►

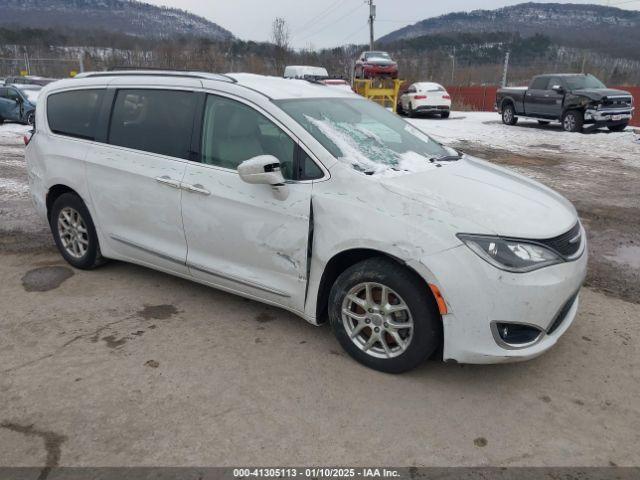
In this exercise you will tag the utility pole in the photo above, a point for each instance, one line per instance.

◄
►

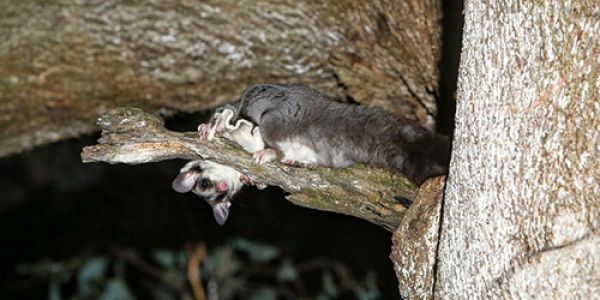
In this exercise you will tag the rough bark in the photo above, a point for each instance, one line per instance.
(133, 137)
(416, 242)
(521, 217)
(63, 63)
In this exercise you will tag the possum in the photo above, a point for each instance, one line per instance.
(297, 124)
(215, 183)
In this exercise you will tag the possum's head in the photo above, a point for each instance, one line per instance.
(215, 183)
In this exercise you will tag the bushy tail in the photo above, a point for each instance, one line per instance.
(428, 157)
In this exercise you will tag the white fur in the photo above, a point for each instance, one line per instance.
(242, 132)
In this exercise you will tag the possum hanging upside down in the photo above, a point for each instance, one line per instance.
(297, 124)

◄

- PROBLEM DETAILS -
Count the lines in the data above that contain the string "will", where case matters, and reply with only the number.

- ANSWER IN FULL -
7